Items listed in a dataset
__________
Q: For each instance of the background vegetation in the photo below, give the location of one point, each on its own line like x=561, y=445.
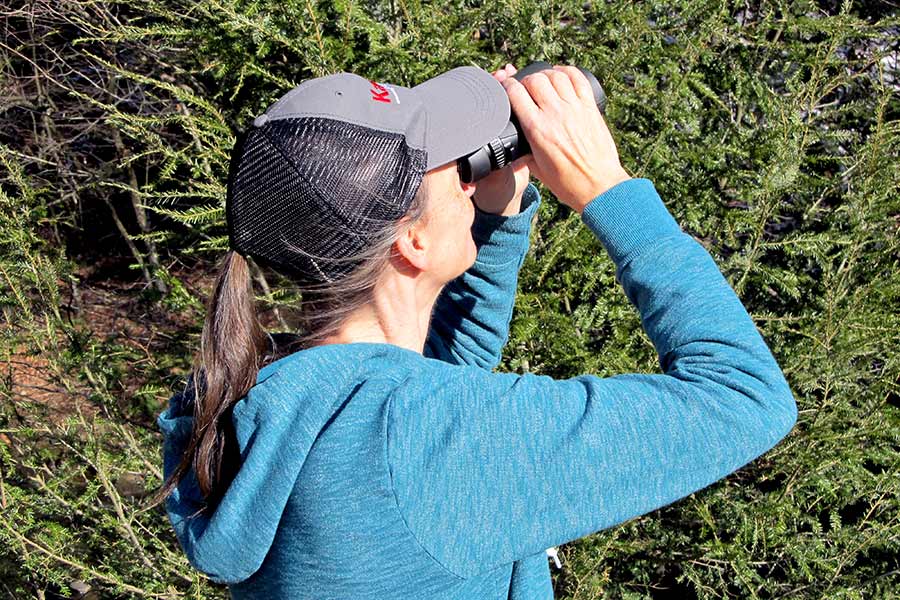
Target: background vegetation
x=770, y=129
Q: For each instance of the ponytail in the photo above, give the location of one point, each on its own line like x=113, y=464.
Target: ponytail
x=232, y=347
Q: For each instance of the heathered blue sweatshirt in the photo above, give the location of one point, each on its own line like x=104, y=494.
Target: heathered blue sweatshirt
x=372, y=471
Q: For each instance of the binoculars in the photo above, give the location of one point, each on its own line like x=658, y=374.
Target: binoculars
x=511, y=143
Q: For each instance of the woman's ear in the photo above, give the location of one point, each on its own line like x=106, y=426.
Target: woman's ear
x=412, y=245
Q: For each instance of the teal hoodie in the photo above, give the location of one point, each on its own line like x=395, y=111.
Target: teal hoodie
x=372, y=471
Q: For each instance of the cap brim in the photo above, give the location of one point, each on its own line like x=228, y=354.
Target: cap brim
x=466, y=107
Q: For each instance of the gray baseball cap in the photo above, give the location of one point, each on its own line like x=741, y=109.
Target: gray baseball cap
x=337, y=156
x=448, y=116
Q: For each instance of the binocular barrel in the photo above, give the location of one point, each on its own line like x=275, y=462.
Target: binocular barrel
x=511, y=143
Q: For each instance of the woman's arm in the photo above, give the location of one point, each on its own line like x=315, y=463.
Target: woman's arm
x=489, y=468
x=470, y=322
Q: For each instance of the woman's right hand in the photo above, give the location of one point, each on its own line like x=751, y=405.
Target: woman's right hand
x=573, y=152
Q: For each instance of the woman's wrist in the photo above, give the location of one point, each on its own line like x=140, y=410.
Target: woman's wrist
x=602, y=186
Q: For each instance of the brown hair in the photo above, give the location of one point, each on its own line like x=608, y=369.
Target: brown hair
x=234, y=346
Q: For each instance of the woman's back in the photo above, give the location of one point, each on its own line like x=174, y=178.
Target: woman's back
x=371, y=471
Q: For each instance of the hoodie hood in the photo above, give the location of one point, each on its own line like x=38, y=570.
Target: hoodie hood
x=276, y=424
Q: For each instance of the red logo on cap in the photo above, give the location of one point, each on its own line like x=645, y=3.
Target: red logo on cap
x=380, y=93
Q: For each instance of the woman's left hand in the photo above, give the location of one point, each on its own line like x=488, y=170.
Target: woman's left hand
x=500, y=193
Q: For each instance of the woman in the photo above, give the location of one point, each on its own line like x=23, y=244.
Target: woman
x=378, y=455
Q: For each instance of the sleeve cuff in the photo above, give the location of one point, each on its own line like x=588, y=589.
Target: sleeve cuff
x=503, y=239
x=628, y=217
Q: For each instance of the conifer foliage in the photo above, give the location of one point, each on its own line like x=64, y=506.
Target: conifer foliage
x=770, y=129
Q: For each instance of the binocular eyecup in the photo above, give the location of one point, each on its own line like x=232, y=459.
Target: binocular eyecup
x=511, y=143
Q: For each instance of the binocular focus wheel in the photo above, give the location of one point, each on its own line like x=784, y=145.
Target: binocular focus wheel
x=498, y=152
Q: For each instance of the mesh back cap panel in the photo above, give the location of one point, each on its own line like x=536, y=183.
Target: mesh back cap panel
x=305, y=191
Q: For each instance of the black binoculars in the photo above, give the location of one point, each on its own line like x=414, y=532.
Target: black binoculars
x=511, y=143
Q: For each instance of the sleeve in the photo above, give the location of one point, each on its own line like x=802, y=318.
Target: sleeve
x=470, y=322
x=492, y=467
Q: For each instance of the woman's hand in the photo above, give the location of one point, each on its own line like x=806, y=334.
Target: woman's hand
x=572, y=150
x=500, y=193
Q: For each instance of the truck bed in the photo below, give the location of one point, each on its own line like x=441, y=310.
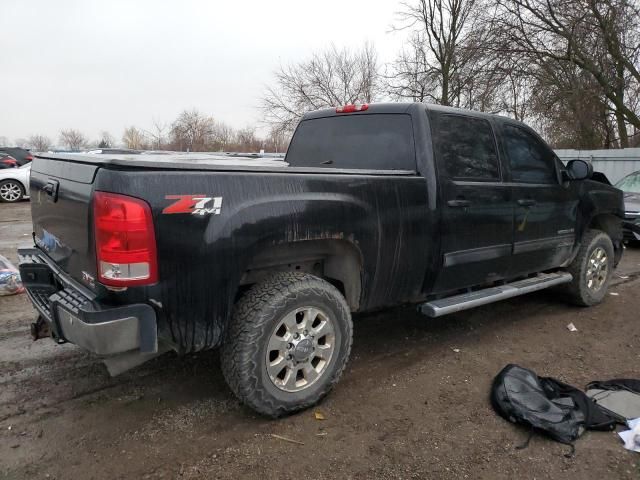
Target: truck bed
x=205, y=161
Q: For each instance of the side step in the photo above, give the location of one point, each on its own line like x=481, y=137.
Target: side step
x=457, y=303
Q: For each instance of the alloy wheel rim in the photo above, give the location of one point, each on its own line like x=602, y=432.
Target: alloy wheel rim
x=300, y=349
x=10, y=192
x=597, y=269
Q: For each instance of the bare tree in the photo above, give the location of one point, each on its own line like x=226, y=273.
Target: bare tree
x=192, y=131
x=39, y=143
x=599, y=37
x=134, y=138
x=72, y=139
x=329, y=78
x=158, y=134
x=445, y=60
x=106, y=140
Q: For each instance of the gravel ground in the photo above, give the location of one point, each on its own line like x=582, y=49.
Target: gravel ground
x=413, y=402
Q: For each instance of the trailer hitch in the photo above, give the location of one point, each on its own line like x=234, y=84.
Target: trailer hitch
x=40, y=329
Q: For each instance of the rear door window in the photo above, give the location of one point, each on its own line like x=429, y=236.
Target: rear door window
x=530, y=160
x=370, y=141
x=465, y=148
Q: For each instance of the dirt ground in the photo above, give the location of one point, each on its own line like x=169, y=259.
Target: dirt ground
x=413, y=402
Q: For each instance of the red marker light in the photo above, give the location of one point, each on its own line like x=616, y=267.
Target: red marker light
x=358, y=107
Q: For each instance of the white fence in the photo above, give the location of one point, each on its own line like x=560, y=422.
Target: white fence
x=615, y=163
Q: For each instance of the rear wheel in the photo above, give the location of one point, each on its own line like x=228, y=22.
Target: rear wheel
x=11, y=191
x=592, y=269
x=287, y=344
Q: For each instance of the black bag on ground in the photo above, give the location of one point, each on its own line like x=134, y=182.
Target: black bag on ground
x=545, y=404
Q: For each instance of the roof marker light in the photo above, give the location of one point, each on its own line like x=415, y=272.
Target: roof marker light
x=358, y=107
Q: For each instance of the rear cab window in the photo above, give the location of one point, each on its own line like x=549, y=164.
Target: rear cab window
x=356, y=141
x=530, y=160
x=465, y=148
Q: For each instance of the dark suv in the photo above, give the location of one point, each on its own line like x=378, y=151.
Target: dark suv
x=21, y=155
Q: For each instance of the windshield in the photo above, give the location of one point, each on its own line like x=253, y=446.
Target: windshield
x=630, y=183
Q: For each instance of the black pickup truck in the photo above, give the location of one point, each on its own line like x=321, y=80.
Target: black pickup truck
x=373, y=206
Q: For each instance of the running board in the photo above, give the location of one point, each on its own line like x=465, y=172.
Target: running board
x=457, y=303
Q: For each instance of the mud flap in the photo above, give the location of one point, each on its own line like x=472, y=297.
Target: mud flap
x=118, y=364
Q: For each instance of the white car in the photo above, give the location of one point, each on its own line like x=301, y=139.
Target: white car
x=14, y=183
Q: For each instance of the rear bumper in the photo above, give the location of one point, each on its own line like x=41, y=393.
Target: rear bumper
x=631, y=230
x=75, y=316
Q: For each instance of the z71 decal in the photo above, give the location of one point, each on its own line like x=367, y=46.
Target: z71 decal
x=194, y=204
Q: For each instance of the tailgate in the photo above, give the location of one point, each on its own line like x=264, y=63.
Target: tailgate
x=61, y=212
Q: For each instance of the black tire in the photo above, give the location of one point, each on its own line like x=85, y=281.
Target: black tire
x=578, y=290
x=256, y=316
x=17, y=186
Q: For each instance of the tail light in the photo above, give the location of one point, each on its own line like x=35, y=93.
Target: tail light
x=352, y=108
x=10, y=161
x=125, y=240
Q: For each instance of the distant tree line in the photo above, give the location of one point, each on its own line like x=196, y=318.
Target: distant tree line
x=191, y=131
x=571, y=68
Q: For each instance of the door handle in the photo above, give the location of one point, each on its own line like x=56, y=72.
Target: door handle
x=459, y=202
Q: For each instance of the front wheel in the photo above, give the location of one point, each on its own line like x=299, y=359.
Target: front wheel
x=592, y=269
x=11, y=191
x=287, y=344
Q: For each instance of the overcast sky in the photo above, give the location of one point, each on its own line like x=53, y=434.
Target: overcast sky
x=105, y=65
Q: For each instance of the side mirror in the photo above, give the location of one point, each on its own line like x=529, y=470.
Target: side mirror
__________
• [PROMPT] Copy word for word the stretch of the material from the line with "Q: For each instance of the ponytail" to the line with "x=602, y=186", with both of those lines included.

• [RESULT]
Q: For each instance of the ponytail in the photo above, give the location of one point, each on its own line like x=113, y=464.
Target: ponytail
x=232, y=347
Q: For each instance of the heathered blue sweatshirt in the photo above, give the location of one point, each on its own line like x=104, y=494.
Target: heathered blue sweatshirt
x=372, y=471
Q: For each instance of the binoculars in the photo above, give the location of one point, each on its own line like x=658, y=374.
Target: binoculars
x=511, y=143
Q: For each instance of the woman's ear in the photo above, give the location of one point, each on its own line like x=106, y=426.
Target: woman's ear
x=412, y=245
Q: For each instance of the teal hoodie in the photo above, give the location of one point, each on its own line like x=395, y=111.
Target: teal hoodie
x=372, y=471
Q: For each instance of the cap brim in the photo above, give the location of one point, each on its own line like x=228, y=354.
Target: cap brim
x=466, y=107
Q: For each instance of the gray baseball cap in the photo above, give the location of one point, each on its own line like x=741, y=109.
Target: gray baseball cap
x=337, y=156
x=448, y=116
Q: For each instance of the binocular barrel in the photo above, give the location of one point, each on its own line like x=275, y=462.
Target: binocular barrel
x=511, y=143
Q: For each instance of the woman's arm in the photo above, give the location of one point, each on its own line like x=315, y=463.
Target: woman's arm
x=489, y=468
x=470, y=322
Q: For each instance of the woman's right hand in the photo above, give the location of one point, each on its own line like x=751, y=405.
Target: woman's right hand
x=573, y=152
Q: For each instance of the woman's wrist in the photo above, give the location of one point, each on its own line like x=140, y=410.
Target: woman's wrist
x=602, y=186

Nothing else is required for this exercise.